> [PROVIDED RECORDS]:
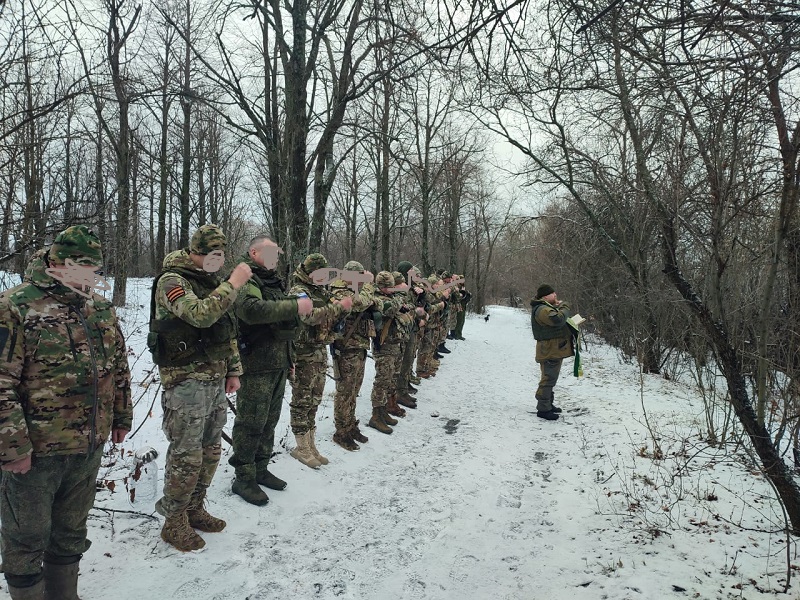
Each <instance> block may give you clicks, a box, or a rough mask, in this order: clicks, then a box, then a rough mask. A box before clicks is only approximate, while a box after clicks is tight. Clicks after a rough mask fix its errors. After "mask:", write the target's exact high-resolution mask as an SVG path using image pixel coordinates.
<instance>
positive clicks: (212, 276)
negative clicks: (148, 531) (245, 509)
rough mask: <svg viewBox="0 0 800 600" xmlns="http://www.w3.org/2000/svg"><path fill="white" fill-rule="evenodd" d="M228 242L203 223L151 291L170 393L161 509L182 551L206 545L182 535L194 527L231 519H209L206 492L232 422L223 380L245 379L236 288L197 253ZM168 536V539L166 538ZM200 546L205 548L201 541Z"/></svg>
mask: <svg viewBox="0 0 800 600" xmlns="http://www.w3.org/2000/svg"><path fill="white" fill-rule="evenodd" d="M225 244H226V239H225V236H224V234H223V233H222V231H221V230H220V229H219V228H218V227H217V226H216V225H203V226H201V227H200V228H199V229H198V230H197V231H196V232H195V233H194V235H193V236H192V241H191V245H190V249H189V250H185V249H184V250H176V251H175V252H172V253H170V254H168V255H167V256H166V257H165V258H164V265H163V271H162V273H161V275H159V277H158V279H157V281H156V284H155V286H154V289H153V298H152V303H151V308H152V309H153V311H154V314H153V315H151V319H152V320H151V323H150V331H151V333H150V335H149V337H148V344H149V345H150V349H151V351H153V356H154V360H155V362H156V364H158V366H159V373H160V375H161V384H162V385H163V387H164V393H163V395H162V399H161V405H162V408H163V409H164V417H163V424H162V428H163V430H164V433H165V435H166V436H167V439H168V440H169V442H170V444H169V448H168V449H167V459H166V467H165V472H164V495H163V496H162V497H161V498H160V499H159V500H158V502H157V503H156V510H157V511H158V512H159V513H160V514H162V515H164V516H165V517H167V523H166V524H165V526H164V527H165V529H164V530H163V531H162V538H164V539H165V541H168V542H169V543H172V544H173V545H176V547H178V548H179V549H182V550H184V549H194V548H193V547H186V546H185V545H184V542H187V543H188V544H189V546H197V547H202V545H204V542H202V538H199V536H198V537H194V536H191V535H189V537H190V538H191V539H190V540H188V541H187V539H175V538H174V536H171V535H170V532H171V531H173V526H174V528H175V531H178V537H179V538H184V537H185V536H186V535H187V534H189V532H188V531H187V528H186V527H185V526H184V515H185V517H186V518H188V523H189V524H190V525H192V526H193V527H195V528H197V529H201V530H204V531H219V530H221V529H222V528H224V527H225V522H224V521H222V520H221V519H216V520H214V521H213V522H212V521H210V520H208V516H209V515H208V514H207V513H205V511H204V509H203V501H204V499H205V496H206V490H207V489H208V486H209V485H210V484H211V480H212V479H213V477H214V473H215V472H216V469H217V465H218V464H219V459H220V455H221V452H222V447H221V439H222V429H223V427H224V426H225V422H226V420H227V399H226V397H225V381H226V378H228V377H238V376H239V375H241V374H242V365H241V361H240V359H239V351H238V348H237V343H236V323H235V317H234V316H233V314H232V311H231V308H232V306H233V303H234V301H235V300H236V296H237V291H236V290H235V289H234V288H233V285H231V283H230V282H228V281H221V280H220V279H219V278H218V277H217V276H216V275H215V274H212V273H209V272H207V271H205V270H204V269H202V268H199V267H197V266H196V265H195V263H194V262H193V261H192V259H191V256H190V252H191V253H192V254H195V255H208V254H210V253H211V252H213V251H215V250H220V249H224V247H225ZM168 538H169V539H168ZM201 543H202V544H201Z"/></svg>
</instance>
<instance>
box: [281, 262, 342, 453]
mask: <svg viewBox="0 0 800 600" xmlns="http://www.w3.org/2000/svg"><path fill="white" fill-rule="evenodd" d="M327 266H328V261H327V260H326V259H325V257H324V256H323V255H322V254H319V253H317V252H315V253H313V254H309V255H308V256H307V257H306V259H305V260H304V261H303V262H302V263H300V265H298V267H297V268H296V269H295V271H294V273H293V276H292V277H293V284H292V288H291V289H290V290H289V293H290V294H292V295H295V296H303V295H305V296H307V297H308V298H311V300H312V301H313V302H314V310H312V311H311V314H309V315H304V316H301V317H300V321H301V322H302V324H303V325H302V327H301V329H300V335H299V336H298V338H297V341H296V343H295V357H296V358H295V375H294V381H293V382H292V402H291V404H290V408H291V414H292V433H294V437H295V440H296V442H297V447H296V448H295V449H294V450H292V451H291V452H290V454H291V455H292V456H293V457H294V458H296V459H297V460H299V461H300V462H301V463H303V464H304V465H306V466H307V467H311V468H312V469H317V468H319V467H320V465H326V464H328V459H327V458H325V457H324V456H322V455H321V454H320V453H319V451H318V450H317V445H316V442H315V438H316V432H317V422H316V417H317V407H318V406H319V403H320V402H321V401H322V393H323V391H324V389H325V372H326V371H327V369H328V351H327V346H328V344H330V343H332V342H333V340H334V339H335V334H334V331H333V330H334V326H335V325H336V324H337V323H338V321H339V320H340V319H342V318H343V317H344V316H345V315H346V313H347V312H349V310H350V308H351V307H352V305H353V299H352V298H349V297H345V298H342V299H341V300H336V299H335V298H334V297H333V296H332V295H331V294H330V293H329V292H328V291H327V290H326V289H325V288H324V287H323V286H322V285H317V284H315V283H314V282H313V280H312V279H311V274H312V273H313V272H314V271H316V270H317V269H324V268H325V267H327Z"/></svg>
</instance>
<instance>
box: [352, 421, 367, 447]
mask: <svg viewBox="0 0 800 600" xmlns="http://www.w3.org/2000/svg"><path fill="white" fill-rule="evenodd" d="M350 437H352V438H353V439H354V440H355V441H356V442H358V443H359V444H366V443H367V442H368V441H369V438H368V437H367V436H365V435H364V434H363V433H361V430H360V429H359V428H358V421H356V424H355V425H353V428H352V429H351V430H350Z"/></svg>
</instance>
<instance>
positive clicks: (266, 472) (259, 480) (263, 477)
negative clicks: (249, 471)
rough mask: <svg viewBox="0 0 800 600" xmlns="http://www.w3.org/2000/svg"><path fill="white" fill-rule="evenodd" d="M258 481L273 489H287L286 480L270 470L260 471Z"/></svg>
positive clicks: (256, 477) (256, 482) (261, 483)
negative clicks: (267, 470) (271, 472)
mask: <svg viewBox="0 0 800 600" xmlns="http://www.w3.org/2000/svg"><path fill="white" fill-rule="evenodd" d="M256 483H258V485H263V486H264V487H268V488H269V489H271V490H277V491H279V492H280V491H281V490H285V489H286V482H285V481H284V480H283V479H281V478H280V477H276V476H275V475H273V474H272V473H270V472H269V471H264V472H263V473H262V472H259V473H258V474H257V475H256Z"/></svg>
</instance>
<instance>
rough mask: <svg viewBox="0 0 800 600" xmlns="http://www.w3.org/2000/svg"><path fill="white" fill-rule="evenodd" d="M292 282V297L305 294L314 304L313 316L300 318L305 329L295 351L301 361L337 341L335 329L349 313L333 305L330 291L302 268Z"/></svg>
mask: <svg viewBox="0 0 800 600" xmlns="http://www.w3.org/2000/svg"><path fill="white" fill-rule="evenodd" d="M292 281H293V284H292V287H291V289H290V290H289V294H290V295H292V296H298V295H300V294H303V293H305V294H307V295H308V297H309V298H310V299H311V300H312V301H313V302H314V310H312V311H311V314H310V315H303V316H301V317H300V322H301V323H303V327H302V328H301V329H300V335H299V336H298V338H297V341H296V342H295V351H296V354H297V357H298V359H300V358H301V357H302V356H303V355H310V354H314V353H315V352H316V351H317V350H318V349H319V348H321V347H322V346H327V345H328V344H330V343H331V342H333V340H334V339H336V335H335V334H334V332H333V329H334V327H335V325H336V323H337V322H338V321H339V320H340V319H341V318H342V317H344V316H345V314H346V313H347V311H345V309H344V308H343V307H342V306H341V305H339V304H335V303H333V296H332V295H331V294H330V293H329V292H328V290H326V289H325V288H324V287H323V286H319V285H314V283H312V282H311V278H310V277H309V276H308V275H307V274H306V273H305V272H304V271H303V270H302V269H301V268H300V267H298V268H297V269H295V271H294V274H293V275H292Z"/></svg>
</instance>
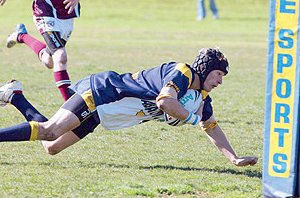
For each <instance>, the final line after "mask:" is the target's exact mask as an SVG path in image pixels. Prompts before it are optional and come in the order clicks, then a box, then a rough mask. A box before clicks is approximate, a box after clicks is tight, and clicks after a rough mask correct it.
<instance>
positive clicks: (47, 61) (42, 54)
mask: <svg viewBox="0 0 300 198" xmlns="http://www.w3.org/2000/svg"><path fill="white" fill-rule="evenodd" d="M39 58H40V60H41V62H42V63H43V64H44V65H45V66H46V67H47V68H48V69H52V68H53V60H52V56H51V54H50V51H49V50H47V49H44V50H42V51H41V52H40V54H39Z"/></svg>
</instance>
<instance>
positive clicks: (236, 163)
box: [232, 156, 257, 166]
mask: <svg viewBox="0 0 300 198" xmlns="http://www.w3.org/2000/svg"><path fill="white" fill-rule="evenodd" d="M232 163H233V164H234V165H236V166H248V165H250V166H253V165H255V164H256V163H257V157H255V156H244V157H239V158H237V159H234V160H233V161H232Z"/></svg>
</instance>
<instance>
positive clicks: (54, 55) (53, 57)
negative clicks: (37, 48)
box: [52, 48, 68, 65]
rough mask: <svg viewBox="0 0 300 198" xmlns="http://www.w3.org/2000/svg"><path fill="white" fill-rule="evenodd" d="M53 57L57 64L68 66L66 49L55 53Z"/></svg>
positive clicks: (54, 61)
mask: <svg viewBox="0 0 300 198" xmlns="http://www.w3.org/2000/svg"><path fill="white" fill-rule="evenodd" d="M52 57H53V61H54V62H55V64H59V65H66V64H67V61H68V58H67V52H66V50H65V48H61V49H58V50H57V51H55V52H54V54H53V56H52Z"/></svg>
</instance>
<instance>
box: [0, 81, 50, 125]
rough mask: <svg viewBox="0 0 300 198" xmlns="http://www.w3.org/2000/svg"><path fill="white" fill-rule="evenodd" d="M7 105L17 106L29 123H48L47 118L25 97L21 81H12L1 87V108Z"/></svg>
mask: <svg viewBox="0 0 300 198" xmlns="http://www.w3.org/2000/svg"><path fill="white" fill-rule="evenodd" d="M7 103H11V104H12V105H13V106H15V107H16V108H17V109H18V110H19V111H20V112H21V113H22V114H23V116H24V117H25V119H26V120H27V121H31V120H35V121H39V122H44V121H47V118H45V117H44V116H43V115H42V114H41V113H40V112H38V111H37V110H36V109H35V108H34V107H33V106H32V105H31V104H30V103H29V102H28V101H27V99H26V98H25V97H24V95H23V88H22V84H21V82H19V81H16V80H11V81H9V82H8V83H6V84H5V85H3V86H2V87H0V106H5V105H6V104H7Z"/></svg>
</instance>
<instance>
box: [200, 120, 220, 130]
mask: <svg viewBox="0 0 300 198" xmlns="http://www.w3.org/2000/svg"><path fill="white" fill-rule="evenodd" d="M217 125H218V123H217V122H212V123H210V124H209V125H208V126H207V127H202V130H203V131H207V130H208V129H213V128H215V127H216V126H217Z"/></svg>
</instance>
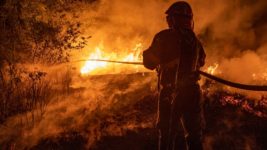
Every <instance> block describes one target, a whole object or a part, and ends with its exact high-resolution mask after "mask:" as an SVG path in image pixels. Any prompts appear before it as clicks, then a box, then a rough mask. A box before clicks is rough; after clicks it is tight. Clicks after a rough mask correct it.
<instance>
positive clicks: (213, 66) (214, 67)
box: [207, 63, 219, 75]
mask: <svg viewBox="0 0 267 150" xmlns="http://www.w3.org/2000/svg"><path fill="white" fill-rule="evenodd" d="M218 67H219V64H218V63H214V65H212V66H209V67H208V68H207V72H208V73H210V74H212V75H213V74H214V73H215V71H216V69H217V68H218Z"/></svg>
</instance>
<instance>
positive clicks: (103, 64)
mask: <svg viewBox="0 0 267 150" xmlns="http://www.w3.org/2000/svg"><path fill="white" fill-rule="evenodd" d="M142 49H143V46H142V44H141V43H138V44H136V45H135V47H134V48H133V49H132V50H131V52H130V53H128V54H126V55H120V54H117V53H106V52H105V51H104V48H103V47H96V48H95V51H94V52H93V53H91V54H90V55H89V57H88V58H87V59H101V60H116V61H132V62H137V61H141V60H142V57H141V52H142ZM117 65H119V64H117ZM110 68H112V64H111V63H108V62H98V61H86V62H85V64H84V65H83V66H82V67H81V69H80V73H81V74H82V75H88V74H91V73H93V72H95V71H97V70H100V69H101V70H107V69H110ZM134 68H135V69H138V66H134Z"/></svg>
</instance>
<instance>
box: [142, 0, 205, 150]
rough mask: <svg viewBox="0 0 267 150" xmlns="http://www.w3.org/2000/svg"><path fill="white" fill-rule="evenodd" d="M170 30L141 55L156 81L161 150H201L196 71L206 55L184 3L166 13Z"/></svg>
mask: <svg viewBox="0 0 267 150" xmlns="http://www.w3.org/2000/svg"><path fill="white" fill-rule="evenodd" d="M166 14H167V17H166V19H167V23H168V25H169V29H166V30H163V31H160V32H159V33H157V34H156V35H155V37H154V39H153V42H152V44H151V46H150V47H149V48H148V49H147V50H145V51H144V53H143V63H144V66H145V67H146V68H148V69H151V70H154V69H157V72H158V78H159V90H160V94H159V100H158V123H157V127H158V129H159V149H160V150H177V149H189V150H201V149H203V147H202V141H201V138H202V126H201V124H202V114H201V102H200V99H201V92H200V87H199V84H198V80H199V79H200V75H199V74H198V73H197V70H198V69H199V68H200V67H202V66H203V65H204V63H205V57H206V55H205V52H204V49H203V47H202V45H201V43H200V41H199V40H198V39H197V37H196V35H195V33H194V31H193V28H194V27H193V26H194V23H193V12H192V9H191V6H190V5H189V4H188V3H187V2H184V1H178V2H175V3H174V4H172V5H171V6H170V7H169V9H168V10H167V11H166Z"/></svg>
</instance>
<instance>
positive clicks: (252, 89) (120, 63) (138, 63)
mask: <svg viewBox="0 0 267 150" xmlns="http://www.w3.org/2000/svg"><path fill="white" fill-rule="evenodd" d="M82 61H100V62H109V63H120V64H131V65H143V62H130V61H116V60H104V59H86V60H78V61H74V62H82ZM198 73H199V74H200V75H202V76H204V77H206V78H208V79H211V80H214V81H216V82H219V83H221V84H224V85H227V86H230V87H234V88H238V89H243V90H250V91H267V85H248V84H241V83H236V82H232V81H228V80H225V79H222V78H220V77H217V76H214V75H212V74H209V73H206V72H204V71H201V70H198Z"/></svg>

> [WORK TASK]: Write out the records word for word, starting at the very beginning and going on through the line that contains "242L203 223L151 291L170". Leave out the picture.

> [RESULT]:
Each <instance> block may give you clicks, a box, or a rough mask, in this order: clicks, then a box, then a rough mask. A box before clicks is only approximate, while a box after clicks is tight. Clicks after a rough mask fix its errors. After "mask:", write the target's exact high-resolution mask as an SVG path using image pixel coordinates.
<instance>
positive clicks: (212, 276)
negative clicks: (148, 531) (245, 509)
rough mask: <svg viewBox="0 0 800 600" xmlns="http://www.w3.org/2000/svg"><path fill="white" fill-rule="evenodd" d="M228 242L203 223L151 291L170 393L161 509L182 551L206 545L182 535L194 527L231 519H209L206 492L232 422L223 380L245 379L236 288L197 253ZM168 536V539L166 538ZM200 546L205 548L201 541Z"/></svg>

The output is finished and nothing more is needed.